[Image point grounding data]
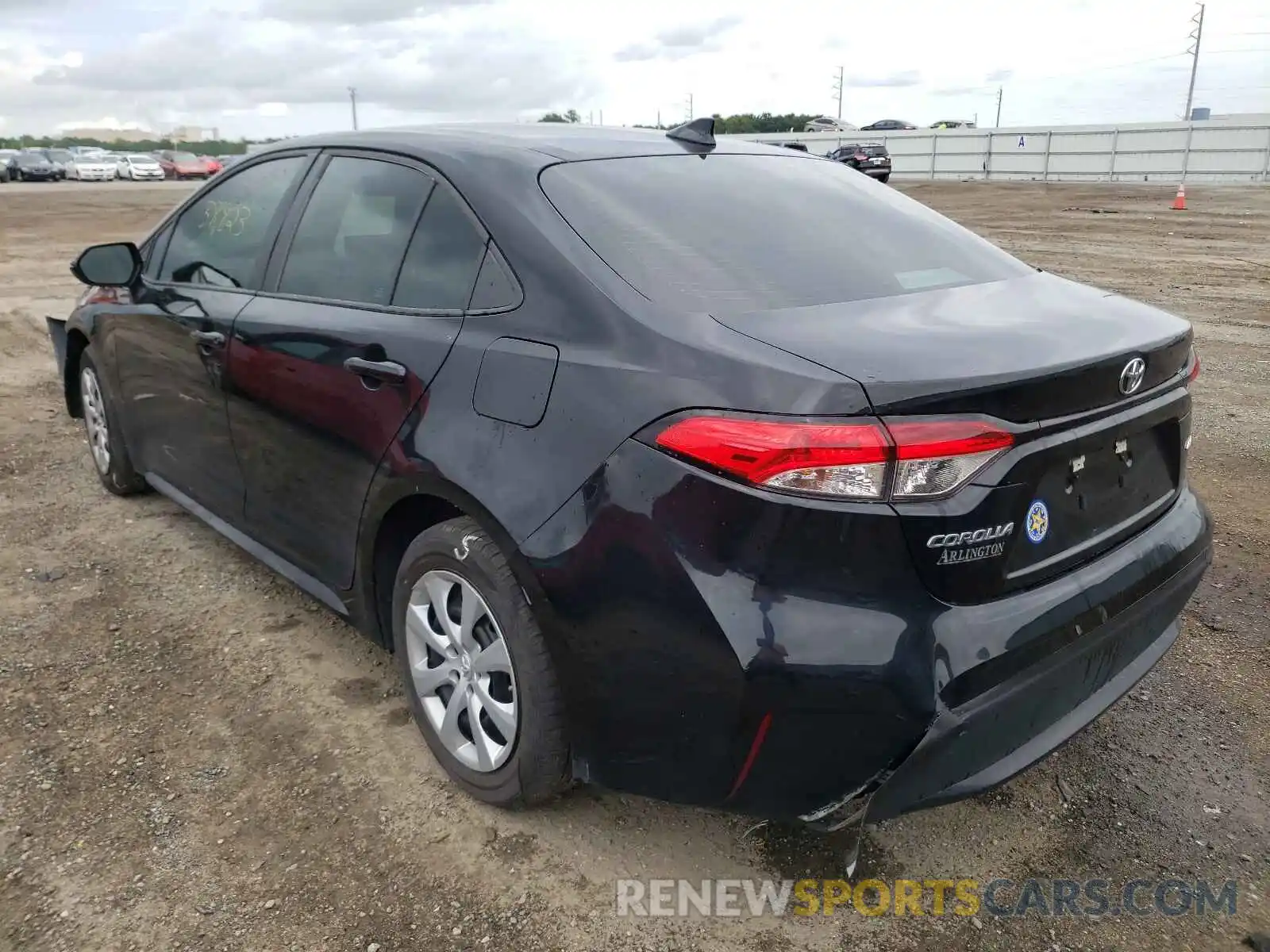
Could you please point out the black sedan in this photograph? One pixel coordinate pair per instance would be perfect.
(888, 126)
(870, 158)
(32, 167)
(649, 478)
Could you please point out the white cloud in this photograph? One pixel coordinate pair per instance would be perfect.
(283, 67)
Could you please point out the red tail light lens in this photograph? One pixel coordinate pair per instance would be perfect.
(837, 460)
(867, 461)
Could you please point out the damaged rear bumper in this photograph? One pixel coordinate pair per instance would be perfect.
(994, 729)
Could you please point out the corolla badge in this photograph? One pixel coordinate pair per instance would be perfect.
(971, 546)
(1038, 522)
(1132, 374)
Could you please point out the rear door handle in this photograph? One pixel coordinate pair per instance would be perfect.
(385, 371)
(207, 338)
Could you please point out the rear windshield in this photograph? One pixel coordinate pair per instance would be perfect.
(753, 232)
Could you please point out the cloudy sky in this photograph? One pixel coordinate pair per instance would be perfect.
(258, 67)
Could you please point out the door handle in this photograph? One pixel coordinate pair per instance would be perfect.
(207, 338)
(385, 371)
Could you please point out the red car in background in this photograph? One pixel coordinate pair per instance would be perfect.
(182, 165)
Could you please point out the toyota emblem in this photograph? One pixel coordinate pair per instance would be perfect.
(1132, 374)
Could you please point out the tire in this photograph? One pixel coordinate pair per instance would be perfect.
(114, 467)
(531, 766)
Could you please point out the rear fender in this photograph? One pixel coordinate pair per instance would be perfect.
(394, 482)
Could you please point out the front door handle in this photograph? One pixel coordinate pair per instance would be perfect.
(207, 338)
(385, 371)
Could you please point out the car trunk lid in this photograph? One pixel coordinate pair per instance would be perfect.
(1043, 359)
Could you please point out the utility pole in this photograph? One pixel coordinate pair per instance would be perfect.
(1198, 19)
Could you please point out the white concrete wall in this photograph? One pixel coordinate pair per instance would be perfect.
(1230, 152)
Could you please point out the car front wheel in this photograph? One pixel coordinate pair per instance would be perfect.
(476, 670)
(105, 437)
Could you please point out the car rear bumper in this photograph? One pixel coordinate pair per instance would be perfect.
(738, 649)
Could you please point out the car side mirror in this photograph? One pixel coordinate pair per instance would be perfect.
(114, 266)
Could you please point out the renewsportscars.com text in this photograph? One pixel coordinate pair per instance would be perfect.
(929, 896)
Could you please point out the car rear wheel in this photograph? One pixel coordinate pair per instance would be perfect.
(476, 670)
(105, 437)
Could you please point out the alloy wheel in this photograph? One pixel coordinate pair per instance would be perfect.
(94, 419)
(461, 670)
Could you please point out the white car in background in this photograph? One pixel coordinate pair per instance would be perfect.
(90, 169)
(139, 168)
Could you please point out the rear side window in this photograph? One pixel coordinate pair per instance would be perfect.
(444, 258)
(355, 232)
(755, 232)
(224, 238)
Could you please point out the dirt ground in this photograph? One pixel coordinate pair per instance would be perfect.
(196, 755)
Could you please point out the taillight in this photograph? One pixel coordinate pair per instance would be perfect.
(905, 461)
(937, 457)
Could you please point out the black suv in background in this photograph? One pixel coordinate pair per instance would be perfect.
(870, 158)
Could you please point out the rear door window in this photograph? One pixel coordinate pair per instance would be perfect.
(444, 257)
(355, 232)
(753, 232)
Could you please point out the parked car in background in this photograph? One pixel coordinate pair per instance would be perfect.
(60, 159)
(872, 516)
(870, 158)
(827, 124)
(90, 168)
(33, 167)
(182, 165)
(139, 168)
(887, 126)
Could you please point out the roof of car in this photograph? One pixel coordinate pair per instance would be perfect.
(537, 143)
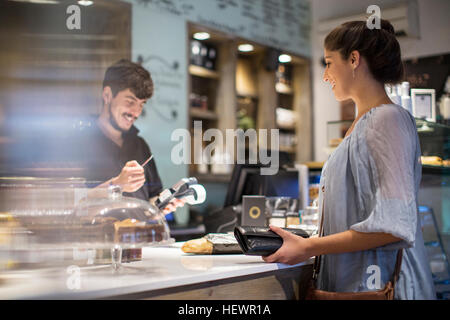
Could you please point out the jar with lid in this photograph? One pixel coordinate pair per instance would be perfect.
(292, 218)
(278, 219)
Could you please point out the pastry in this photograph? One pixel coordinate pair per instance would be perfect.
(431, 160)
(201, 245)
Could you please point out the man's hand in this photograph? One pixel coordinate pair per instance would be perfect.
(295, 249)
(131, 178)
(173, 205)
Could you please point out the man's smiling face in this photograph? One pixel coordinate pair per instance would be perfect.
(124, 109)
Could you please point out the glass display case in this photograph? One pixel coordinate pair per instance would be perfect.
(48, 223)
(435, 146)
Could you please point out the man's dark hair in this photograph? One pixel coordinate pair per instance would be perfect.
(379, 46)
(125, 74)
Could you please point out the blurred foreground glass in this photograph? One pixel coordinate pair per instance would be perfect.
(60, 222)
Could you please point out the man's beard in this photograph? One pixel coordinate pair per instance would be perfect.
(113, 122)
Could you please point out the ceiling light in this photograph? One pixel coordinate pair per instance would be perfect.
(85, 2)
(283, 58)
(245, 47)
(39, 1)
(201, 35)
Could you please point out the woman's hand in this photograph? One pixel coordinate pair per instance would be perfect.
(173, 205)
(295, 249)
(131, 178)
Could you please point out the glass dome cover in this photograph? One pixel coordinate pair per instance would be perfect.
(123, 221)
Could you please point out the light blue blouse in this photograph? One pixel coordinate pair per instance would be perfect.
(370, 184)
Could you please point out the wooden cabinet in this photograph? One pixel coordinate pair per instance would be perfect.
(250, 90)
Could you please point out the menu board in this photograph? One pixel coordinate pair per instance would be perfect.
(281, 24)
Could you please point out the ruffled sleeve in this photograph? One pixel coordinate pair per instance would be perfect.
(384, 164)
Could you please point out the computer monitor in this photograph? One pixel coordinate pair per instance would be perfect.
(247, 180)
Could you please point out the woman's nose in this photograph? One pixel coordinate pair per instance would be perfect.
(325, 75)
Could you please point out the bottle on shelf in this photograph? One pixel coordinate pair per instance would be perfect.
(405, 97)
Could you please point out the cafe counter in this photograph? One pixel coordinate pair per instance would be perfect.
(164, 273)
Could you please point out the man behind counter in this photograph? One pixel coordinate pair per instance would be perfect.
(113, 151)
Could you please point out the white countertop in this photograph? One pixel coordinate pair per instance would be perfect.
(160, 268)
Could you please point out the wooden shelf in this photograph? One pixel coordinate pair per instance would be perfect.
(202, 114)
(283, 88)
(287, 149)
(441, 170)
(286, 128)
(203, 72)
(314, 165)
(210, 177)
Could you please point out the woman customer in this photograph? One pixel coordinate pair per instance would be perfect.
(369, 184)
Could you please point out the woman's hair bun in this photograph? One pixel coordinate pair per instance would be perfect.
(387, 26)
(379, 47)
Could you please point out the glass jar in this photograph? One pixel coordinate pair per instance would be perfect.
(278, 219)
(292, 218)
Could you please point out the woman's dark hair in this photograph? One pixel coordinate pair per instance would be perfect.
(379, 47)
(125, 74)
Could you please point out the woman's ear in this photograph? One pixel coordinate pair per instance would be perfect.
(355, 58)
(107, 95)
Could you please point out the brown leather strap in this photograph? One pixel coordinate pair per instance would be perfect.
(316, 265)
(317, 259)
(398, 266)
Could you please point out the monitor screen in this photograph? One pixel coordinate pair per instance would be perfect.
(249, 181)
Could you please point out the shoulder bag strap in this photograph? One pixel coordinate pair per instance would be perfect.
(317, 259)
(316, 265)
(398, 265)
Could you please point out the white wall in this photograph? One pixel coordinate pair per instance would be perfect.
(434, 39)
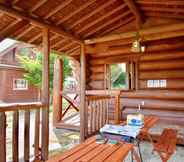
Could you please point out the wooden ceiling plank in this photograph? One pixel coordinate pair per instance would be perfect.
(117, 26)
(85, 5)
(173, 2)
(101, 18)
(98, 9)
(136, 12)
(143, 32)
(54, 37)
(73, 49)
(58, 8)
(58, 43)
(9, 26)
(8, 32)
(35, 38)
(38, 5)
(24, 32)
(66, 46)
(107, 23)
(164, 15)
(38, 22)
(15, 1)
(163, 9)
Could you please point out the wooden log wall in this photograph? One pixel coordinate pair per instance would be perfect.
(163, 59)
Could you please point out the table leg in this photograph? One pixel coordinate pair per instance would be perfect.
(139, 149)
(132, 158)
(136, 156)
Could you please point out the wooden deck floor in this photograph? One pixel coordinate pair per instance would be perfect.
(71, 121)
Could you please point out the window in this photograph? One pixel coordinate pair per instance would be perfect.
(118, 76)
(121, 75)
(20, 84)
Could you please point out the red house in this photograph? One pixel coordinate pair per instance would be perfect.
(13, 86)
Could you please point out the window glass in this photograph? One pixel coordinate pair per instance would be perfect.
(118, 76)
(20, 84)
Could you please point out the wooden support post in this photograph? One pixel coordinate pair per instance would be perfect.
(15, 136)
(2, 137)
(136, 12)
(57, 88)
(45, 96)
(117, 109)
(27, 135)
(82, 93)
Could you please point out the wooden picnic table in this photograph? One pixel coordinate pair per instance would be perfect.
(93, 152)
(149, 122)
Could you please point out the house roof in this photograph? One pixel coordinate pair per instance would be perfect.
(72, 21)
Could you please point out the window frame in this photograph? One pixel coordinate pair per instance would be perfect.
(20, 88)
(130, 75)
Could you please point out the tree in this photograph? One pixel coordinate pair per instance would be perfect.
(33, 68)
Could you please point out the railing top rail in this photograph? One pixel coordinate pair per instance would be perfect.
(97, 97)
(103, 92)
(21, 106)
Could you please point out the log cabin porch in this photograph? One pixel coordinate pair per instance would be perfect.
(145, 36)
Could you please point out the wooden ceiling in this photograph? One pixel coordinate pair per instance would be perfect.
(72, 21)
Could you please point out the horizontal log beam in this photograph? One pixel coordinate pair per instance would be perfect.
(21, 106)
(37, 22)
(85, 17)
(176, 84)
(102, 50)
(158, 2)
(164, 29)
(136, 12)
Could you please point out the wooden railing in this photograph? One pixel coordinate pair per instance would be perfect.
(97, 104)
(27, 109)
(97, 109)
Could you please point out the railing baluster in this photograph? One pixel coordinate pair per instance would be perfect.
(15, 143)
(97, 115)
(26, 135)
(37, 135)
(94, 115)
(2, 137)
(101, 113)
(90, 117)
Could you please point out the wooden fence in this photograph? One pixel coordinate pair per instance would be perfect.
(35, 108)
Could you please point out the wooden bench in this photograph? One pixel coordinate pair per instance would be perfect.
(166, 144)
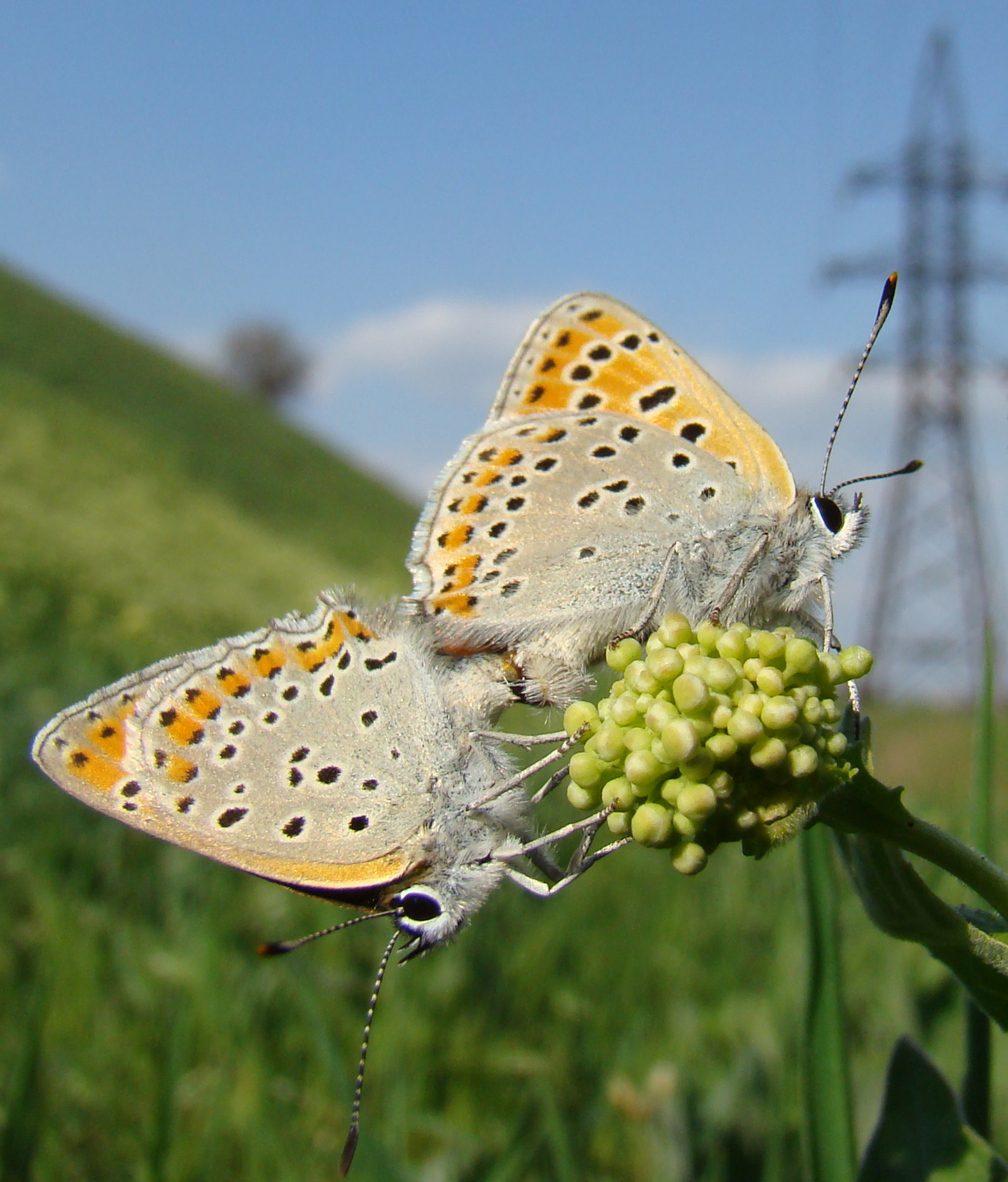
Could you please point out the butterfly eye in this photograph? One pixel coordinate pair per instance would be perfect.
(418, 906)
(830, 513)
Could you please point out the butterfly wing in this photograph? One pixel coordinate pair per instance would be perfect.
(565, 520)
(303, 752)
(590, 352)
(607, 445)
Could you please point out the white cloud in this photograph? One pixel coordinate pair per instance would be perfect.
(445, 350)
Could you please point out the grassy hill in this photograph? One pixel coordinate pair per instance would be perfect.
(127, 473)
(640, 1026)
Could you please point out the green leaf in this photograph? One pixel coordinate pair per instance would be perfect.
(921, 1136)
(901, 903)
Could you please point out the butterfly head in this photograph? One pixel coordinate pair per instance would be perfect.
(432, 913)
(841, 524)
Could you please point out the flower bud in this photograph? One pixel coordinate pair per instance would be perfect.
(767, 752)
(652, 824)
(696, 802)
(618, 824)
(625, 709)
(721, 746)
(745, 728)
(689, 693)
(770, 646)
(689, 858)
(637, 739)
(771, 681)
(619, 795)
(609, 742)
(665, 665)
(582, 798)
(683, 825)
(856, 662)
(801, 761)
(641, 767)
(732, 644)
(618, 657)
(640, 679)
(674, 629)
(800, 657)
(585, 770)
(680, 739)
(779, 713)
(578, 714)
(708, 635)
(659, 716)
(720, 675)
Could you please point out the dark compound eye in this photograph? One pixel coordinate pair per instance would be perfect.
(830, 513)
(420, 907)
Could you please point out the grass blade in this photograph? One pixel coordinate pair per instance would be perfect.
(827, 1101)
(976, 1078)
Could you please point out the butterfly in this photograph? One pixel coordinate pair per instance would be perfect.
(615, 480)
(335, 753)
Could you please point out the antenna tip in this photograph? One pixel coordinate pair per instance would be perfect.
(275, 949)
(349, 1150)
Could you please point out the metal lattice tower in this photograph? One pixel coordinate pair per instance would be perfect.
(929, 594)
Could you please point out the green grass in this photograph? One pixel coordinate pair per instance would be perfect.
(639, 1026)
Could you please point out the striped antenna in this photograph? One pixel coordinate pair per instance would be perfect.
(885, 304)
(287, 946)
(350, 1144)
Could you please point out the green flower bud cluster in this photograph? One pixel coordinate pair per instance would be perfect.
(712, 735)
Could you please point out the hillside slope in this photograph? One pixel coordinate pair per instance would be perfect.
(127, 473)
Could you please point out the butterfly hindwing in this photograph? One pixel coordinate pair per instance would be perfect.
(564, 519)
(301, 752)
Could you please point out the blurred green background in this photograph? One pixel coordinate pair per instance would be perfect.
(639, 1026)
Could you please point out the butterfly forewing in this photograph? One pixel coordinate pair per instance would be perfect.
(592, 354)
(300, 752)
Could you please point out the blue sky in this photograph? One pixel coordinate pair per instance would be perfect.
(406, 184)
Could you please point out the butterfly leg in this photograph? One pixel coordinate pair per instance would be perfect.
(654, 599)
(739, 577)
(544, 891)
(558, 777)
(590, 824)
(829, 639)
(528, 772)
(523, 740)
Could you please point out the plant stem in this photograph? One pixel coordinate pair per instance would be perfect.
(827, 1109)
(859, 814)
(976, 1077)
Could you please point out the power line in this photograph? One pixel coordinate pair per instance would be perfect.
(929, 595)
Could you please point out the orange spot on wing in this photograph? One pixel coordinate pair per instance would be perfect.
(204, 702)
(310, 657)
(356, 628)
(186, 728)
(567, 344)
(275, 658)
(458, 536)
(109, 737)
(93, 768)
(235, 683)
(181, 770)
(458, 603)
(604, 325)
(466, 571)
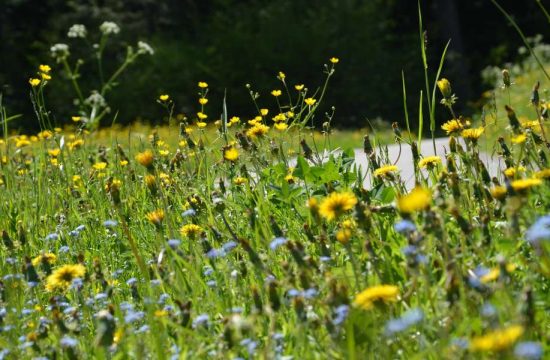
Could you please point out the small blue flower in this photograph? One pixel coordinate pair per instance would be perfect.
(162, 298)
(110, 223)
(52, 236)
(68, 342)
(174, 243)
(488, 310)
(250, 345)
(529, 350)
(460, 343)
(278, 241)
(188, 212)
(228, 246)
(215, 253)
(101, 296)
(133, 316)
(405, 227)
(539, 231)
(207, 271)
(142, 329)
(201, 320)
(340, 314)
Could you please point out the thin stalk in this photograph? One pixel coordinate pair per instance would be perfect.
(523, 38)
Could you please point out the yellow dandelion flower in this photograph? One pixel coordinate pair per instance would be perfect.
(511, 172)
(520, 139)
(145, 158)
(497, 340)
(445, 87)
(336, 204)
(34, 82)
(256, 131)
(44, 68)
(543, 174)
(240, 180)
(498, 192)
(310, 101)
(525, 184)
(429, 162)
(100, 165)
(44, 258)
(54, 152)
(343, 236)
(494, 273)
(190, 230)
(530, 124)
(454, 126)
(75, 144)
(63, 276)
(155, 217)
(418, 199)
(385, 170)
(472, 134)
(281, 126)
(231, 154)
(380, 293)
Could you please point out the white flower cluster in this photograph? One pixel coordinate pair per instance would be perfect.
(60, 51)
(109, 27)
(144, 48)
(76, 31)
(95, 100)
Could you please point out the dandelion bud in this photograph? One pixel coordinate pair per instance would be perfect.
(307, 150)
(396, 130)
(514, 122)
(7, 240)
(367, 146)
(300, 308)
(528, 307)
(542, 157)
(445, 87)
(151, 183)
(105, 329)
(452, 144)
(506, 78)
(256, 297)
(146, 159)
(535, 99)
(273, 296)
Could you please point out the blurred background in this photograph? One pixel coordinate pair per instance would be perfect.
(229, 43)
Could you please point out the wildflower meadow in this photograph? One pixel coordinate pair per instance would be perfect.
(216, 235)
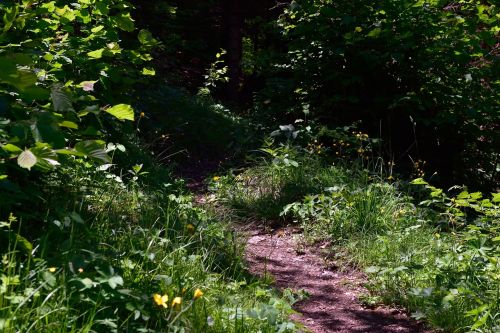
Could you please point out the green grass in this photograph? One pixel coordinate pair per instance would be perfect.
(440, 263)
(107, 249)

• TRY IT:
The lines to retype begin with the one containing "Could you please point out the white flower" and end with the last line of the records. Reproduce them exactly and omit the pictures.

• ANSWER AREA:
Could you please point out the white flower cluster in this photograph? One pixel coordinate pair per instance would be perfect.
(60, 51)
(109, 27)
(144, 48)
(76, 31)
(95, 100)
Could you please point out the dandelion bud in this photograph? One pixel coordinate pair per instance would be perfect.
(307, 150)
(396, 130)
(514, 122)
(7, 240)
(367, 146)
(300, 308)
(528, 307)
(542, 157)
(445, 87)
(151, 183)
(105, 329)
(452, 144)
(506, 78)
(256, 297)
(146, 159)
(535, 99)
(273, 296)
Could you please point out the blurred background in this photograph? One pixel coordinate pair per instance would be perfect.
(229, 43)
Could you please point out the wildflower meadow in this photograph? One pixel coordinate pair per instance would be perfect.
(216, 235)
Could you please point out the green grass in this photograph? One pixel coordinate pair per instance would be perfect.
(440, 263)
(107, 249)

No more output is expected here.